=== To do ===
Format the lines from the one containing "yellow wristband -> box" through the final line, inclusive, as a JSON list of strings with one string per line and blank lines omitted.

=== Given data ===
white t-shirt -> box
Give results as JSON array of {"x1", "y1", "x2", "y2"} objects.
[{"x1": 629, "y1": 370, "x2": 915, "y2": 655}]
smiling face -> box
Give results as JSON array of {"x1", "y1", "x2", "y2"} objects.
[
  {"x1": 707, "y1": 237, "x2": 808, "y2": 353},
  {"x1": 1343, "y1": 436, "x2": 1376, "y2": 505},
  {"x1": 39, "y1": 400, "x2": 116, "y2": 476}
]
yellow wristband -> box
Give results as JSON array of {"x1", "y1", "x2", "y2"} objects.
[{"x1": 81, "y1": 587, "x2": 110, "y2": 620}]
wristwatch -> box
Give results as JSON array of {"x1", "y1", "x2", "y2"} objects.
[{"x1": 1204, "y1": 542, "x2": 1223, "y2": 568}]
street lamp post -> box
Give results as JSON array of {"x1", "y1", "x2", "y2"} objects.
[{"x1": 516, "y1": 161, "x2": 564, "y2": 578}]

=== Response ===
[
  "yellow wristband -> box",
  "Give results as JSON array of {\"x1\", \"y1\", \"x2\", \"y2\"} objects.",
  "[{\"x1\": 81, \"y1\": 587, \"x2\": 110, \"y2\": 620}]",
  "wristwatch -> box",
  "Give results as JSON array of {\"x1\", \"y1\", \"x2\", \"y2\"} objects.",
  "[{\"x1\": 1204, \"y1\": 542, \"x2\": 1223, \"y2\": 568}]",
  "street lamp post -> box",
  "Give results as JSON array of {\"x1\", \"y1\", \"x2\", \"y2\"} objects.",
  "[{\"x1\": 516, \"y1\": 161, \"x2\": 564, \"y2\": 578}]"
]